---------- Source text

Re: USE_SHA1DC is broken in pu

2017-03-23 Thread Jonathan Nieder
Johannes Schindelin wrote:
> On Wed, 22 Mar 2017, Jonathan Nieder wrote:
> > Johannes Schindelin wrote:

>>> As to the default of seriously slowing down all SHA-1 computations:
>>> since you made that the default, at compile time, with no way to turn
>>> on the faster computation, this will have a major, negative impact.
>>> Are you really, really sure you want to do that?
>>>
>>> I thought that it was obvious that we would have at least a runtime
>>> option to lessen the load.
>>
>> It's not obvious to me.  I agree that the DC_SHA1 case can be sped up,
>> e.g. by turning off the collision detection for sha1 calculations that
>> are not part of fetching, receiving a push, or running fsck.
>
> And in those cases, using OpenSSL instead is *even* faster.
[...]
> The index is 300MB. If you have to experience a sudden drop in performance
> of `git add`, even by "only" 30%, relative to OpenSSL, it is very
> noticeable. It is painful.
[...]
> It gets even worse when it comes to fetching, let alone cloning.
[...]
> And by "switching collision detection off", I of course refer to *not*
> using SHA1DC's routines at all, but what would have been used originally,
> in Git for Windows' case: (hardware-accelerated) OpenSSL.
>
> Did I manage to clarify the problem?

Yes.  Thank you for explaining.

Sincerely,
Jonathan


Re: USE_SHA1DC is broken in pu

2017-03-23 Thread Junio C Hamano
Jeff King  writes:

>   Side note: I also have a feeling that any operation that cares about
>   non-object sha1 performance is probably ripe for other, bigger
>   optimizations. If you update 300MB worth of index entries, then the
>   cost of computing a checksum over it isn't a big deal. But if you have
>   a 300MB index file and you update one entry (or you just want to read
>   one entry), maybe we ought to consider solutions that don't involve
>   the whole 300MB in the first place. I know that's a much harder change
>   because it may involve new on-disk formats. But it seems like that's
>   the right long-term path forward.

Yes ;-)


Re: USE_SHA1DC is broken in pu

2017-03-23 Thread Jeff King
On Thu, Mar 23, 2017 at 10:16:23AM -0700, Linus Torvalds wrote:

> > If I write out an index, I should not suffer the slowdown from detecting
> > collisions.
> 
> The index case is a complete red herring.
> 
> As already noted, the proper fix for the index case is to simply do it
> asynchronously on read. On write, it's harder to do asynchronously,
> but for a 300MB index file you're likely going to be doing IO in the
> middle, so it's probably not even noticeable.

I think there were some earlier timings that show OpenSSL had a small
but measurable improvement over block-sha1 in this massive case (and
sha1dc is about 1.75x slower than block-sha1, so it will be a little
worse).

So I am mildly sympathetic. BUT. I mostly agree with:

> But the fact is, if you don't want SHA1DC, and you have crazy special
> cases, you just continue to build with openssl support instead. Nobody
> else should ever have to worry about *your* crazy cases.

--------------------
---------- Material shown

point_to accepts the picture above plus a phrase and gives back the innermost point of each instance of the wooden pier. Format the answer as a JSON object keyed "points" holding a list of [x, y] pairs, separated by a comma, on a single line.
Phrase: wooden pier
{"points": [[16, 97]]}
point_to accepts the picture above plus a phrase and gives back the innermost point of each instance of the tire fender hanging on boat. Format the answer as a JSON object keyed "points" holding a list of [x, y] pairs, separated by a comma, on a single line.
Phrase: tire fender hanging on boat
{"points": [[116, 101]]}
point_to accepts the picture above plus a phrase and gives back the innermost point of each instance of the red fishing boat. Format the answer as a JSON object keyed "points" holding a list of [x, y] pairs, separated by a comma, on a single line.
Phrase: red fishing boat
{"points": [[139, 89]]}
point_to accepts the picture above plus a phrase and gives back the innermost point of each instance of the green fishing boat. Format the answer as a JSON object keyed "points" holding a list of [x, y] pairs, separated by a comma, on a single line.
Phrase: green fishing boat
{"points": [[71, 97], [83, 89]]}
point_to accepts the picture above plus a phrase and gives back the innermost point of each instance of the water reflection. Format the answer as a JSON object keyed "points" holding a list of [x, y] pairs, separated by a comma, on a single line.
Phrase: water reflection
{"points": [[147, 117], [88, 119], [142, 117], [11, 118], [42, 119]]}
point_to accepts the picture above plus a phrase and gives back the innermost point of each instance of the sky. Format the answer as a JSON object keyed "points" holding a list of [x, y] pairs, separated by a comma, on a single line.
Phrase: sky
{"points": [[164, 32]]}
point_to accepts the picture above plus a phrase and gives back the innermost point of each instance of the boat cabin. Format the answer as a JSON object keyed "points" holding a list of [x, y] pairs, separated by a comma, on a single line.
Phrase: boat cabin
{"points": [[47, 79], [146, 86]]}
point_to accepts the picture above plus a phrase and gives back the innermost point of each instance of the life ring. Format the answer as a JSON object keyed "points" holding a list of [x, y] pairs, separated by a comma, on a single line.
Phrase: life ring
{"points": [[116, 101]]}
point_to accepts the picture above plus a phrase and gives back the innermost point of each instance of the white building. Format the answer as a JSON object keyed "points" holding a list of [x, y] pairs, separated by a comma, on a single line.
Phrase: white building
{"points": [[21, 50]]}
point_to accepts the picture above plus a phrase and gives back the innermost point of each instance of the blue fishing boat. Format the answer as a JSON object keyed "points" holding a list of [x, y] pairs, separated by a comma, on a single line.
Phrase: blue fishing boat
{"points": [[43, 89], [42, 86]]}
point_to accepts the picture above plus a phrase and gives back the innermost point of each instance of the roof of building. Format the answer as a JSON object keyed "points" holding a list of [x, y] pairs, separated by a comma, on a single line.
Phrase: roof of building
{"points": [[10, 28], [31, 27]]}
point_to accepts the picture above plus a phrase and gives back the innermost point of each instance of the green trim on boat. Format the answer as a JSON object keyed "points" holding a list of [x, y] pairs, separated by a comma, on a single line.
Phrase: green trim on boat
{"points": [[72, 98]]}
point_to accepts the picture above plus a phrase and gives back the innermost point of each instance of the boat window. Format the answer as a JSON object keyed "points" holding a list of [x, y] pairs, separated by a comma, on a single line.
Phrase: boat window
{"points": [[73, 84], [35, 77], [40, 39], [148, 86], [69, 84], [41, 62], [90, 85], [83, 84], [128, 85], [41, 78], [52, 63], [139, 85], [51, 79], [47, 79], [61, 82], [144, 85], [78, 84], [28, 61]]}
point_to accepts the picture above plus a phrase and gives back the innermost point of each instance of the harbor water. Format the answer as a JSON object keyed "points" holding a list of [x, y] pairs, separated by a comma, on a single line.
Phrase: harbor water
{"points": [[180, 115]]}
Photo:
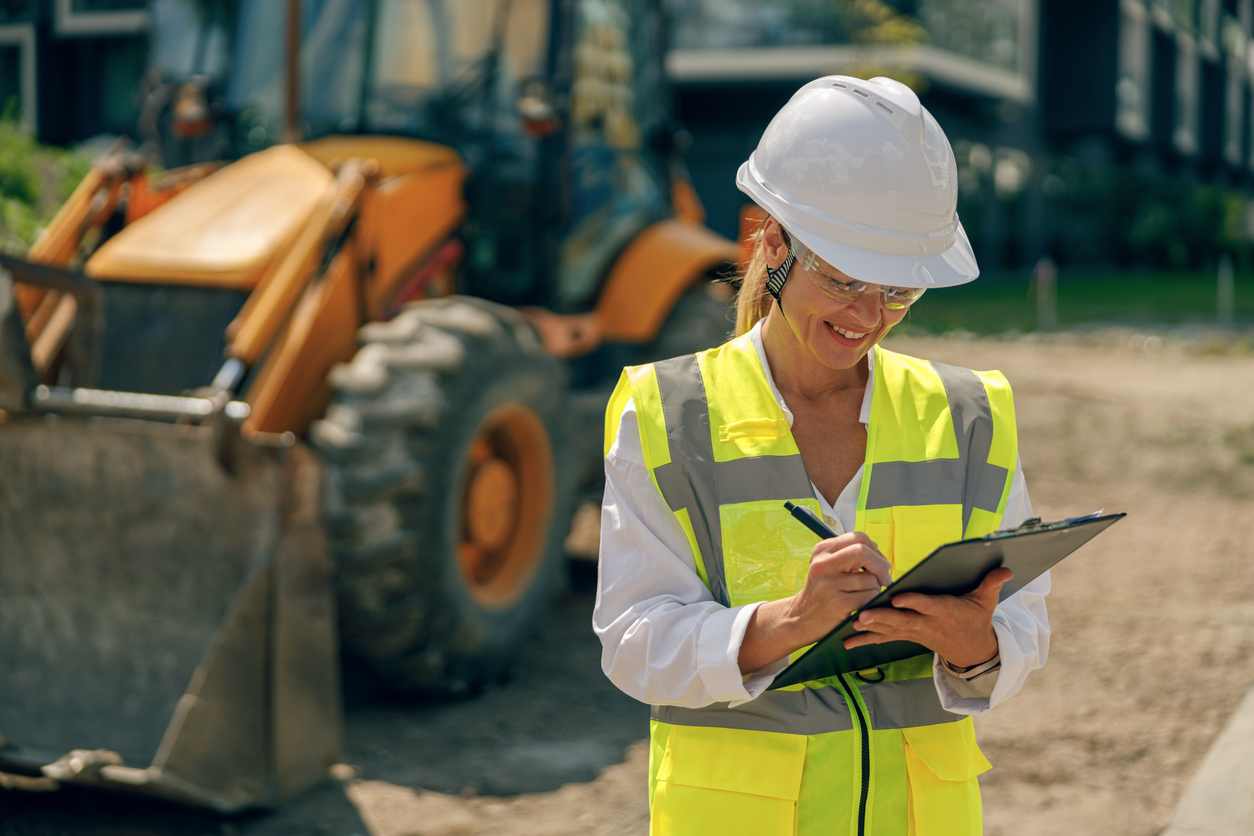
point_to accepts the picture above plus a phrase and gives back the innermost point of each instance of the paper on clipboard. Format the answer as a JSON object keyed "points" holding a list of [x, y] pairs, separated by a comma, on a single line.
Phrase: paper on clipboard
{"points": [[952, 569]]}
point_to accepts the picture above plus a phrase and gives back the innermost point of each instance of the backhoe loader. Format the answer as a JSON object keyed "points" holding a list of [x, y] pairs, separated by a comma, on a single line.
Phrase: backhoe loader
{"points": [[334, 399]]}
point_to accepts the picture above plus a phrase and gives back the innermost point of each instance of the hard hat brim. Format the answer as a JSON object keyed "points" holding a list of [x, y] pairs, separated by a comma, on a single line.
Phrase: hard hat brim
{"points": [[954, 265]]}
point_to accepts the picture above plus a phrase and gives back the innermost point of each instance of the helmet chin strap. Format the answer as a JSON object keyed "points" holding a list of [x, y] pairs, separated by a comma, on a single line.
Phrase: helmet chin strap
{"points": [[776, 276]]}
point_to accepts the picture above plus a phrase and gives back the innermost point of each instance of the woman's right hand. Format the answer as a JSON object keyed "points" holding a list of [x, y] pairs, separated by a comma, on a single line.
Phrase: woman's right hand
{"points": [[845, 572]]}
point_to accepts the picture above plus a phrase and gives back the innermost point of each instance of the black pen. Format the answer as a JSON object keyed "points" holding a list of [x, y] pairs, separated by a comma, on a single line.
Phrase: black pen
{"points": [[810, 520]]}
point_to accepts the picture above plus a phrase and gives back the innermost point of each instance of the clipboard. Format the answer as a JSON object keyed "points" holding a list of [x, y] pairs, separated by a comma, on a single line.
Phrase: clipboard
{"points": [[952, 569]]}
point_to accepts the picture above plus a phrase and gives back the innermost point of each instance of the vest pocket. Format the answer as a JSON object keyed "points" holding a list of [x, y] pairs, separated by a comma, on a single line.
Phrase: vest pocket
{"points": [[727, 781], [942, 763]]}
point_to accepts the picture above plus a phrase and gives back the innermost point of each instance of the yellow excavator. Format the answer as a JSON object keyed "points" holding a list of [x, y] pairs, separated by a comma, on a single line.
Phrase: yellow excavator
{"points": [[335, 399]]}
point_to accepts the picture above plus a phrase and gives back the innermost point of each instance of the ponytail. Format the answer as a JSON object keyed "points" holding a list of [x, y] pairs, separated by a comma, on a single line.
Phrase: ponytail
{"points": [[754, 301]]}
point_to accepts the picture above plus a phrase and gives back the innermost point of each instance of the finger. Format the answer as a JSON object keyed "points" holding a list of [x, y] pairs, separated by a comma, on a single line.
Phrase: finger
{"points": [[887, 621], [862, 639], [865, 558], [919, 603], [835, 544], [991, 587], [850, 582]]}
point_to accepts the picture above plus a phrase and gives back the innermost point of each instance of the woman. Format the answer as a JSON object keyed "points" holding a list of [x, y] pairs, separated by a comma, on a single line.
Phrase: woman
{"points": [[707, 587]]}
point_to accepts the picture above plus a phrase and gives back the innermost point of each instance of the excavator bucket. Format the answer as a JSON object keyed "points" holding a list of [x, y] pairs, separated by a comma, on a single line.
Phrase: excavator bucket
{"points": [[166, 618]]}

--------------------

* **Directive 1**
In the SHA1DC thread, how much slower than block-sha1 is sha1dc said to be?
* **Directive 2**
Print the rows verbatim, starting at the line that contains "of the excavator" and ending at the final line of the rows, with both of those lines included.

* **Output 1**
About 1.75x slower.

* **Output 2**
point_to accepts the picture above plus a phrase and gives back the innermost point of each instance of the excavator bucket. Format the answer as a JSON object keyed "points" holding a list of [x, y] pairs, separated by a comma, on a single line.
Phrase: excavator bucket
{"points": [[166, 618]]}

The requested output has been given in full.